● What to work on:
(a) From the Form 8-K cover page, copy word for word the passage starting at "Registrant’s telephone number, including" and ending at "(17 CFR 230.425)".
(b) According to the Form 8-K cover page, in which state is Valley Forge Composite Technologies, Inc. incorporated?

● Text to read:
════════
UNITED STATES
SECURITIES AND EXCHANGE COMMISSION
WASHINGTON, DC 20549
   

FORM 8-K


 
CURRENT REPORT
 
PURSUANT TO SECTION 13 OR 15(d) OF THE
SECURITIES EXCHANGE ACT OF 1934

Date of report (Date of earliest event reported): March 22, 2013

Valley Forge Composite Technologies, Inc.
(EXACT NAME OF REGISTRANT AS SPECIFIED IN CHARTER)


 
Florida
(state or other jurisdiction
of incorporation)
000-51420
(commission file number)
20-3061892
(irs employer
identification no.)
     
1895 Airport Exchange Blvd, Ste. 220, Erlanger, KY
(address of principal executive offices)
 
50 East River Center Blvd., Ste. 820,  Covington, KY
(former address of principal executive offices)
 
 
41018
(zip code)
 
41011
(zip code)
 



Registrant’s telephone number, including area code (859) 282 8924


 
Check the appropriate box below if the Form 8-K filing is intended to simultaneously satisfy the filing obligation of the registrant under any of the following provisions:
 
o Written communication pursuant to Rule 425 under the Securities Act (17 CFR 230.425)
 
o Soliciting material pursuant to Rule 14a-12 under the Exchange Act (17 CFR 240.14a-12)
 
o Pre-commencement communications pursuant to Rule 14d-2(b) under the Exchange Act (17 CFR 240.14d-2(b))
 
o Pre-commencement communications pursuant to Rule 13e-4(c) under the Exchange Act (17 CFR 240.13e-4(c))
════════
● Material provided:
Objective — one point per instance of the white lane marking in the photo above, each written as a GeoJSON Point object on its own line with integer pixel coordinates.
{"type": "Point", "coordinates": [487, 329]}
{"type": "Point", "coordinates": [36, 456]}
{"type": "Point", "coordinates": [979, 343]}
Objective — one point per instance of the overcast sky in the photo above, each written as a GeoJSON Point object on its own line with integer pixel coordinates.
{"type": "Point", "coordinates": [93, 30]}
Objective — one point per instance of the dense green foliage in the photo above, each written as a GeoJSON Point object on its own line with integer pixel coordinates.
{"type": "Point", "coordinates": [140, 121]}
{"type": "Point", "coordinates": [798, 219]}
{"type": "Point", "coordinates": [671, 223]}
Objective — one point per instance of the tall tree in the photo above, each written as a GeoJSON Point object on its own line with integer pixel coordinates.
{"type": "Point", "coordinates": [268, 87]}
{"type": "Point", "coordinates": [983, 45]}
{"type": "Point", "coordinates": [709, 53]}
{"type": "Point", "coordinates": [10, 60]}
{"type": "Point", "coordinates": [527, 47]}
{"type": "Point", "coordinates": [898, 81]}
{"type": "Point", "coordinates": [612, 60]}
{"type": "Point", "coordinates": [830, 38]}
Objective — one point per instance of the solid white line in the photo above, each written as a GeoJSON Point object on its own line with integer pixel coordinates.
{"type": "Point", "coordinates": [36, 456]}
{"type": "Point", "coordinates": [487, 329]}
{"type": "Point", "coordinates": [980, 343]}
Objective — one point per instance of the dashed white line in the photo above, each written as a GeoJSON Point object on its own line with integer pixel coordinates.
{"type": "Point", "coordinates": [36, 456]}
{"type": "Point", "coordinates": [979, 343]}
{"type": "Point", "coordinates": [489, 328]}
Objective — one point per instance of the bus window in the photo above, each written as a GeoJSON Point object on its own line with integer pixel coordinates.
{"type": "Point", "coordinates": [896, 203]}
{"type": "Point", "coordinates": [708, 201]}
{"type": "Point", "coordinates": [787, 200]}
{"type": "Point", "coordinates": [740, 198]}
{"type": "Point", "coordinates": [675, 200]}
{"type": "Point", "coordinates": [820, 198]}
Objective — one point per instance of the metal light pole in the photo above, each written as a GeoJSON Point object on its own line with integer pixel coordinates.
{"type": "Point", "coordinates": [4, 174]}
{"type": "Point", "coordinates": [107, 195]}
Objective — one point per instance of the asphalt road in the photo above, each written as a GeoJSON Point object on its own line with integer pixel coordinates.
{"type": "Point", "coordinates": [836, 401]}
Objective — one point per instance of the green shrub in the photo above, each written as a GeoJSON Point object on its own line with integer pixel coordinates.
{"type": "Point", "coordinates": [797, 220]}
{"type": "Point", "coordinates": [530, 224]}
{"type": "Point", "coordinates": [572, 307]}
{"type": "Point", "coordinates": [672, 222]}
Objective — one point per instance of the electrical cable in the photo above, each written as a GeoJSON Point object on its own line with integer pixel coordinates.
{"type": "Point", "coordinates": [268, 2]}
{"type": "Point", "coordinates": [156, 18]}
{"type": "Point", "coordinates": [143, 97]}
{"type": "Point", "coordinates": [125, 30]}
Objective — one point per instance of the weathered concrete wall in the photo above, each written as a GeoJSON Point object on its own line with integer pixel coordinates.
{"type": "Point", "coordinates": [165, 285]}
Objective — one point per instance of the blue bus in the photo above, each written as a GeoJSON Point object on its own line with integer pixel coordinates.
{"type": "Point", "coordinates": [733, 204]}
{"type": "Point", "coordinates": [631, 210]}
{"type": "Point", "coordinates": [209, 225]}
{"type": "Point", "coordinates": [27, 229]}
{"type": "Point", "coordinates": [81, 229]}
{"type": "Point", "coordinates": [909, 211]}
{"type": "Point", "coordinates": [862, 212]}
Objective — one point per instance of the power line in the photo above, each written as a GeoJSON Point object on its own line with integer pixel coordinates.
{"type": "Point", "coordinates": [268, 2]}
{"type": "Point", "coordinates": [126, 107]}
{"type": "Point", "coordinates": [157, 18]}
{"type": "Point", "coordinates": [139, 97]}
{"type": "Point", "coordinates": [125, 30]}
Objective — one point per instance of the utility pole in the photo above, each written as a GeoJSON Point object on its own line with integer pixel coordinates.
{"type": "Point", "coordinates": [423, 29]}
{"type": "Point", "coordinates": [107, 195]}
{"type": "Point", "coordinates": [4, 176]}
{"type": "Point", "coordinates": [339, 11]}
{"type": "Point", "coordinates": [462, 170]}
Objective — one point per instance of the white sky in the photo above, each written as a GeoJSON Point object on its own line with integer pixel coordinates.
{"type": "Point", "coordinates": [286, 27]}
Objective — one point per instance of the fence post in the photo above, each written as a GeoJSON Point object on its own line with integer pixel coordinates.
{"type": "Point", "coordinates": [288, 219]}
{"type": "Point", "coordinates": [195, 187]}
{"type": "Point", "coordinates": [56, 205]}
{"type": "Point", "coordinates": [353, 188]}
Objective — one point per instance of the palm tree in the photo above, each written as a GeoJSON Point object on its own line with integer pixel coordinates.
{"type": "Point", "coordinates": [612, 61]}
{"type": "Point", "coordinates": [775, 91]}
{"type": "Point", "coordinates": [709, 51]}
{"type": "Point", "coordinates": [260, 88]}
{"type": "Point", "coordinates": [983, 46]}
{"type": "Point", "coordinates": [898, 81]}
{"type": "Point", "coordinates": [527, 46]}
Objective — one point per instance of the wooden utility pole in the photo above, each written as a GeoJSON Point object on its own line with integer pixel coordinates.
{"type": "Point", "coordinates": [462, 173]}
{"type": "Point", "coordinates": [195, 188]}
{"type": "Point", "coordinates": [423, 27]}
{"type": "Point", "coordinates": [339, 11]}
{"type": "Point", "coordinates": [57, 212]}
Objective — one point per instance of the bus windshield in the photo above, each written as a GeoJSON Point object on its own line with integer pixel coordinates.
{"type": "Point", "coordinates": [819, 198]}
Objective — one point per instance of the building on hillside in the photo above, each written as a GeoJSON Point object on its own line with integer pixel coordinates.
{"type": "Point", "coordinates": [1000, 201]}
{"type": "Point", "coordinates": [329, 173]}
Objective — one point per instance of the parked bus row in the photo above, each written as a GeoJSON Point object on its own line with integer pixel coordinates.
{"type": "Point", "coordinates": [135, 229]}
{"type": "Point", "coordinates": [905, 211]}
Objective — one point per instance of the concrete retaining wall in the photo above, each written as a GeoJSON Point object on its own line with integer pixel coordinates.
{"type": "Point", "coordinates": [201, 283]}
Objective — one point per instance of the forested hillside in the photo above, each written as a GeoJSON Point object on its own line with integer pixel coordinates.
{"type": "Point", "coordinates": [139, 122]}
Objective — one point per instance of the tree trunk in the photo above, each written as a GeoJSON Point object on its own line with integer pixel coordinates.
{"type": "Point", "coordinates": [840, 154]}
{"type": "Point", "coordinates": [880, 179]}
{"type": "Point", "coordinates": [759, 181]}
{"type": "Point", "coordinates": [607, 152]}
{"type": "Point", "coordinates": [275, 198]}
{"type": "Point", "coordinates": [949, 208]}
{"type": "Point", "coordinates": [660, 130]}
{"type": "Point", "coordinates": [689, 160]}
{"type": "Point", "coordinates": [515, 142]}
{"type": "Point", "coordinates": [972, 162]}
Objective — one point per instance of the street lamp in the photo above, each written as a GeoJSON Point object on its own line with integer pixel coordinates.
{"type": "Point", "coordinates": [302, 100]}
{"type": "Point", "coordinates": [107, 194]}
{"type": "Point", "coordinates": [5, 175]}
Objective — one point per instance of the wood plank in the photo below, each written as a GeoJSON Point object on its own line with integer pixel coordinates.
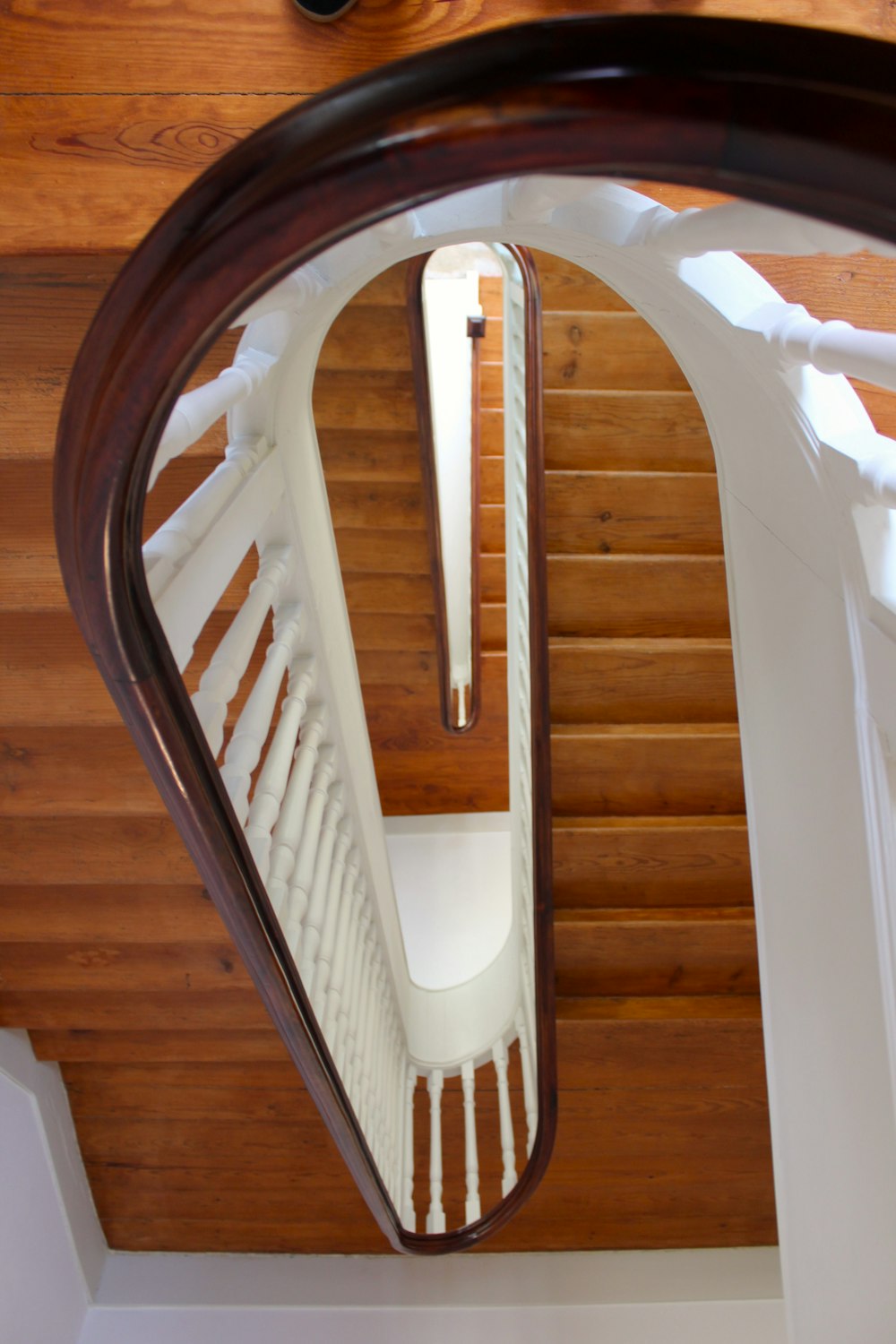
{"type": "Point", "coordinates": [82, 50]}
{"type": "Point", "coordinates": [352, 454]}
{"type": "Point", "coordinates": [672, 952]}
{"type": "Point", "coordinates": [349, 343]}
{"type": "Point", "coordinates": [651, 860]}
{"type": "Point", "coordinates": [642, 682]}
{"type": "Point", "coordinates": [621, 596]}
{"type": "Point", "coordinates": [94, 172]}
{"type": "Point", "coordinates": [378, 505]}
{"type": "Point", "coordinates": [47, 674]}
{"type": "Point", "coordinates": [649, 513]}
{"type": "Point", "coordinates": [159, 1046]}
{"type": "Point", "coordinates": [94, 965]}
{"type": "Point", "coordinates": [570, 288]}
{"type": "Point", "coordinates": [381, 632]}
{"type": "Point", "coordinates": [194, 1010]}
{"type": "Point", "coordinates": [633, 1053]}
{"type": "Point", "coordinates": [131, 913]}
{"type": "Point", "coordinates": [610, 351]}
{"type": "Point", "coordinates": [360, 398]}
{"type": "Point", "coordinates": [625, 432]}
{"type": "Point", "coordinates": [661, 1007]}
{"type": "Point", "coordinates": [90, 849]}
{"type": "Point", "coordinates": [646, 771]}
{"type": "Point", "coordinates": [74, 771]}
{"type": "Point", "coordinates": [367, 550]}
{"type": "Point", "coordinates": [389, 593]}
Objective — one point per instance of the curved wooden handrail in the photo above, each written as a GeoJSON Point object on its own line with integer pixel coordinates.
{"type": "Point", "coordinates": [533, 395]}
{"type": "Point", "coordinates": [798, 118]}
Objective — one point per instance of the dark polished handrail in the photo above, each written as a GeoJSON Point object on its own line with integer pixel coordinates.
{"type": "Point", "coordinates": [533, 376]}
{"type": "Point", "coordinates": [791, 117]}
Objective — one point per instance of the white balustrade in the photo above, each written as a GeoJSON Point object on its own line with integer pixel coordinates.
{"type": "Point", "coordinates": [341, 882]}
{"type": "Point", "coordinates": [831, 347]}
{"type": "Point", "coordinates": [292, 814]}
{"type": "Point", "coordinates": [409, 1215]}
{"type": "Point", "coordinates": [325, 871]}
{"type": "Point", "coordinates": [530, 1094]}
{"type": "Point", "coordinates": [301, 820]}
{"type": "Point", "coordinates": [169, 546]}
{"type": "Point", "coordinates": [473, 1207]}
{"type": "Point", "coordinates": [196, 411]}
{"type": "Point", "coordinates": [308, 844]}
{"type": "Point", "coordinates": [274, 776]}
{"type": "Point", "coordinates": [341, 969]}
{"type": "Point", "coordinates": [250, 733]}
{"type": "Point", "coordinates": [220, 679]}
{"type": "Point", "coordinates": [435, 1217]}
{"type": "Point", "coordinates": [198, 585]}
{"type": "Point", "coordinates": [742, 226]}
{"type": "Point", "coordinates": [505, 1118]}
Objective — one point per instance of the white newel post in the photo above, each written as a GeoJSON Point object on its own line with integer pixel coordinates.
{"type": "Point", "coordinates": [471, 1207]}
{"type": "Point", "coordinates": [274, 776]}
{"type": "Point", "coordinates": [435, 1217]}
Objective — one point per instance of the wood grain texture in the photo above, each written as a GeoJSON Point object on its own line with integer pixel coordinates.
{"type": "Point", "coordinates": [651, 862]}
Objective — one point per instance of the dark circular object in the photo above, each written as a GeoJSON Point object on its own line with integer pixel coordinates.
{"type": "Point", "coordinates": [324, 11]}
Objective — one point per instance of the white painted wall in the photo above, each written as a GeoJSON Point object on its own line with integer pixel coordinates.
{"type": "Point", "coordinates": [452, 875]}
{"type": "Point", "coordinates": [51, 1247]}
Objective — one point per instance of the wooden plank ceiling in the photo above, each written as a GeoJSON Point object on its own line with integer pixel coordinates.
{"type": "Point", "coordinates": [194, 1128]}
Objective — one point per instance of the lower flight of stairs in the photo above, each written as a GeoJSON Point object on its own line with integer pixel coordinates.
{"type": "Point", "coordinates": [194, 1126]}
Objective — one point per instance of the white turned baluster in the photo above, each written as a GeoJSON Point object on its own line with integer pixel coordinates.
{"type": "Point", "coordinates": [253, 725]}
{"type": "Point", "coordinates": [196, 411]}
{"type": "Point", "coordinates": [175, 539]}
{"type": "Point", "coordinates": [500, 1056]}
{"type": "Point", "coordinates": [308, 844]}
{"type": "Point", "coordinates": [355, 1005]}
{"type": "Point", "coordinates": [357, 930]}
{"type": "Point", "coordinates": [358, 1027]}
{"type": "Point", "coordinates": [435, 1217]}
{"type": "Point", "coordinates": [409, 1215]}
{"type": "Point", "coordinates": [314, 925]}
{"type": "Point", "coordinates": [220, 679]}
{"type": "Point", "coordinates": [831, 347]}
{"type": "Point", "coordinates": [365, 1037]}
{"type": "Point", "coordinates": [530, 1096]}
{"type": "Point", "coordinates": [274, 776]}
{"type": "Point", "coordinates": [471, 1209]}
{"type": "Point", "coordinates": [292, 814]}
{"type": "Point", "coordinates": [340, 972]}
{"type": "Point", "coordinates": [341, 879]}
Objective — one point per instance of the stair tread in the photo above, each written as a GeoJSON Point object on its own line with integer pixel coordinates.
{"type": "Point", "coordinates": [653, 1007]}
{"type": "Point", "coordinates": [654, 914]}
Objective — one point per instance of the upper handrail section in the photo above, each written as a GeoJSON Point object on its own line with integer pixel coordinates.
{"type": "Point", "coordinates": [801, 120]}
{"type": "Point", "coordinates": [530, 375]}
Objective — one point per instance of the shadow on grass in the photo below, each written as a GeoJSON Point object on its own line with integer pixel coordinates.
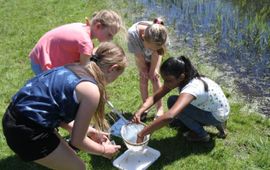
{"type": "Point", "coordinates": [15, 163]}
{"type": "Point", "coordinates": [176, 148]}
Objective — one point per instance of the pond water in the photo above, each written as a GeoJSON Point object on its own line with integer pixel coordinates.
{"type": "Point", "coordinates": [234, 35]}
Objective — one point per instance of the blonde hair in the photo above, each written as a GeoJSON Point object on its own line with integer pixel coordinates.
{"type": "Point", "coordinates": [107, 54]}
{"type": "Point", "coordinates": [156, 33]}
{"type": "Point", "coordinates": [108, 18]}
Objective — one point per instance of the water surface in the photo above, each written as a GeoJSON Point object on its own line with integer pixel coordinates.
{"type": "Point", "coordinates": [233, 35]}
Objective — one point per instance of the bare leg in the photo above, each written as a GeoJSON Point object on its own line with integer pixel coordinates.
{"type": "Point", "coordinates": [63, 157]}
{"type": "Point", "coordinates": [222, 130]}
{"type": "Point", "coordinates": [156, 85]}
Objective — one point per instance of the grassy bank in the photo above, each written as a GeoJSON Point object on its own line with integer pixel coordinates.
{"type": "Point", "coordinates": [22, 24]}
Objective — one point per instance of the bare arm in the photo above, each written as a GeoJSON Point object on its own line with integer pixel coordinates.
{"type": "Point", "coordinates": [88, 96]}
{"type": "Point", "coordinates": [183, 100]}
{"type": "Point", "coordinates": [150, 101]}
{"type": "Point", "coordinates": [155, 65]}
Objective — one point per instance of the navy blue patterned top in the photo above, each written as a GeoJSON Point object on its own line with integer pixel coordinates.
{"type": "Point", "coordinates": [48, 99]}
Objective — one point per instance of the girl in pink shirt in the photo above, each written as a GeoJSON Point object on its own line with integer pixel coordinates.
{"type": "Point", "coordinates": [72, 43]}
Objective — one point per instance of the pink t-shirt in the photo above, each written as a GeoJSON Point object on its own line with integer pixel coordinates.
{"type": "Point", "coordinates": [62, 45]}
════════
● Final answers:
(a)
Registrant’s telephone number, including area code (859) 282 8924


 
Check the appropriate box below if the Form 8-K filing is intended to simultaneously satisfy the filing obligation of the registrant under any of the following provisions:
 
o Written communication pursuant to Rule 425 under the Securities Act (17 CFR 230.425)

(b) Florida